Segment Start: Document excerpt

China’s national legislature, the National People’s Congress (NPC), has just concluded its annual session. In terms of its output, there is nothing to write home about. The only legislative decision made was its approval to amend the Legislative Law, which governs the legislative process.
Casual observers of the proceedings of the NPC this year may thus be tempted to dismiss them as a ritualistic exercise with little impact on the lives of the Chinese people. Such a conclusion, while not totally groundless, nevertheless misses one of the most important public policy debates revealed during this year’s NPC session – reforming China’s troubled retirement system.
During the NPC session, the minister of human resources and social security disclosed that the government is drafting plans to raise the retirement age and will unveil the reform later this year. Although hardly noticed by the Western press, this proposed reform ignited a political firestorm in the Chinese media. Except for the media attention surrounding Under the Dome, the documentary detailing China’s air pollution released on the eve of the NPC session, pension reform was by far the most consequential – and controversial – issue raised during this year’s NPC session.

Segment End: Document excerpt
Segment Start: Given entries

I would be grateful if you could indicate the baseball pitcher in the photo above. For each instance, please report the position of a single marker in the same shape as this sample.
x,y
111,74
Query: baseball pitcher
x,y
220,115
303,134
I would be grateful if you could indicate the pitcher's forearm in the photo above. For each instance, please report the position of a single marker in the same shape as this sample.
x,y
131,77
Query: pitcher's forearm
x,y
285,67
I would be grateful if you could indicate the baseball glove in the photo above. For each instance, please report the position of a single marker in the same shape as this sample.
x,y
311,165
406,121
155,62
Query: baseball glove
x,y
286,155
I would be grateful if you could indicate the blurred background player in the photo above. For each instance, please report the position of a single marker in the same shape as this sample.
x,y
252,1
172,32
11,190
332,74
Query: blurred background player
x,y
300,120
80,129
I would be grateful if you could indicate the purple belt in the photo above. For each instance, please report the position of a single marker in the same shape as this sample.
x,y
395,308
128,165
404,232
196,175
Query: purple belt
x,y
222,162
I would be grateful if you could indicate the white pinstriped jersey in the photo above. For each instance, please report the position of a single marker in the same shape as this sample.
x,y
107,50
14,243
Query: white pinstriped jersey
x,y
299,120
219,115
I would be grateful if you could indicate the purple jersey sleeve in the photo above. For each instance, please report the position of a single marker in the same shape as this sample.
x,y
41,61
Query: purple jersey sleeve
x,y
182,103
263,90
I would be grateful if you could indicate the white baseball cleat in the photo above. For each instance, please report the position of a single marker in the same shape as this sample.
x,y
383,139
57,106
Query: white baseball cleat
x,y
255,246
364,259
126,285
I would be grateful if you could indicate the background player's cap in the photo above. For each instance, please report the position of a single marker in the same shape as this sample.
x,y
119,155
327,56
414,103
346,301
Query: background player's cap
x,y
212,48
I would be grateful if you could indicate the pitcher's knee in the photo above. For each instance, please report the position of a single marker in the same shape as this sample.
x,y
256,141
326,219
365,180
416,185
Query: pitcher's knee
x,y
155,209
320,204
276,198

Segment End: Given entries

To do -
Carry on the article about China's retirement-age reform debate at this year's NPC session, starting right after its last sentence.

Expected answer -
The current retirement age is relatively low. For blue-collar female workers, it is 50. White-collar female workers can retire at 55 and white-collar male workers can retire at 60. Set in 1978, the retirement age is clearly in need of revision. For one thing, life expectancy in China today has reached 74.8 years, and retirees are expected to live much longer than before. In addition, the current retirement system is financially unsustainable because China’s rapidly declining population growth will not produce enough workers to support a large and burgeoning retiree population. Worse still, as a country that has grown old before it grows rich, China simply does not have the financial resources to cover pensions and healthcare benefits for its retirees. In 2013, according to data provided by the United Nations, 13.8 percent of the Chinese 1.3 billion people, or close to 200 million people, were over 60. Chinese demographers forecast that 18 percent of the Chinese population will be 65 and above in 2030.
It is no accident that Premier Li Keqiang made 14 references to “old-age protection” in his work report to the NPC. Even more worth noting is the public revelation made by the governor of Heilongjiang when Premier Li visited the Heilongjiang delegation that the province, part of China’s rust belt, will experience difficulty in meeting its pension obligations in 2016 and 2017. What is troubling is that Heilongjiang’s dire situation is by no means atypical. The province has only 1.42 active workers supporting one retiree. In Shanghai, the most affluent city in China, the ratio is similar. In Liaoning, another northeastern province, the ratio is 2 to 1.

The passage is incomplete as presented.